[TASK GOAL] After finding the line that includes "of the shadow" in the records below, transcribe it and each line after it through the last, exactly, and add nothing.

[Records from a data source]

==================================================

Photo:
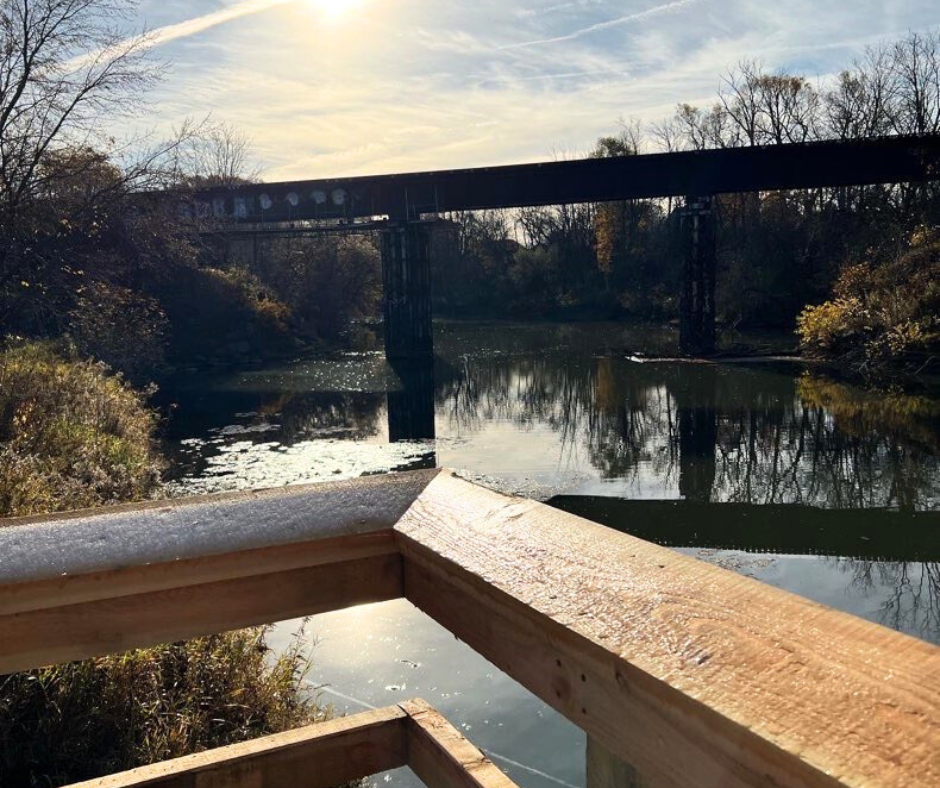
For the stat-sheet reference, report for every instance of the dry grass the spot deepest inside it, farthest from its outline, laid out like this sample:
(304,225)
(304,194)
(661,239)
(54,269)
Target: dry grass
(75,436)
(72,435)
(72,722)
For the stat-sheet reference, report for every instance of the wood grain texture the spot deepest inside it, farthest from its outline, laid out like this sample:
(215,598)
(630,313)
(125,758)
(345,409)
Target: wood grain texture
(317,756)
(43,548)
(58,634)
(694,675)
(442,757)
(70,589)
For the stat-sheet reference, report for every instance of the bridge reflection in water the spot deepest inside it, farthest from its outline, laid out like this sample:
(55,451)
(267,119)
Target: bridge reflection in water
(761,458)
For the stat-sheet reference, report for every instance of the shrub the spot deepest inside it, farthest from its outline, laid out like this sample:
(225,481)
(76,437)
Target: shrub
(224,315)
(126,330)
(881,313)
(82,720)
(72,435)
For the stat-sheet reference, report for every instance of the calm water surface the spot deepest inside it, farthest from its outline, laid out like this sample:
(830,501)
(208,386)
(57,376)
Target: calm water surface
(768,469)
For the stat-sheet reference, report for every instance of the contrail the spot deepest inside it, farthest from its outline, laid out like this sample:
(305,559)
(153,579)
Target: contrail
(189,27)
(196,25)
(621,20)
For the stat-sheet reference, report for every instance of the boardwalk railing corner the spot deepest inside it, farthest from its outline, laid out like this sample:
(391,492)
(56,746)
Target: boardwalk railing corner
(681,673)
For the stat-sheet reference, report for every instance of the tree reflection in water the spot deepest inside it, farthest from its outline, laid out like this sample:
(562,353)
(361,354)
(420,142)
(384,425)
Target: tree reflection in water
(745,435)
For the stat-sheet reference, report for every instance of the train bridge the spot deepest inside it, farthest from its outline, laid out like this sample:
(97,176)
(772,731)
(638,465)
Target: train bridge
(399,206)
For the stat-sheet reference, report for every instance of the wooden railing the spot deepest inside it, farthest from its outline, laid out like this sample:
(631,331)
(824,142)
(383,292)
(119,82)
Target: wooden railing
(329,754)
(681,673)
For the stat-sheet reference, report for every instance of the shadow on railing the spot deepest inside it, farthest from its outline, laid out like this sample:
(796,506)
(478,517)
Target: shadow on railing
(331,753)
(681,673)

==================================================

[RESULT OF THIS TASK]
For the stat-sheet reference, report for every instance of the shadow on railing the spot deepest inside it, farthest from its outline, laid out like this sample:
(796,506)
(478,517)
Target: shadow on railing
(331,753)
(681,673)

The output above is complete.